Task directions -
Write out the items below as a numbered list and omit any blank lines.

Working data -
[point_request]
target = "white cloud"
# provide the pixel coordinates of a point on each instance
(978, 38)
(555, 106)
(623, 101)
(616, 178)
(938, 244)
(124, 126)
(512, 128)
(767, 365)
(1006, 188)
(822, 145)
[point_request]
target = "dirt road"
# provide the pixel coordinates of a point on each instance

Result -
1. [point_request]
2. target = "white cloud"
3. # provide the pixel coordinates of a point on each instance
4. (978, 38)
5. (555, 106)
6. (623, 101)
7. (616, 178)
8. (938, 244)
9. (124, 126)
10. (512, 128)
11. (767, 365)
12. (1006, 188)
13. (822, 145)
14. [point_request]
15. target = "dirt road"
16. # provide the pixel coordinates of a point on each instance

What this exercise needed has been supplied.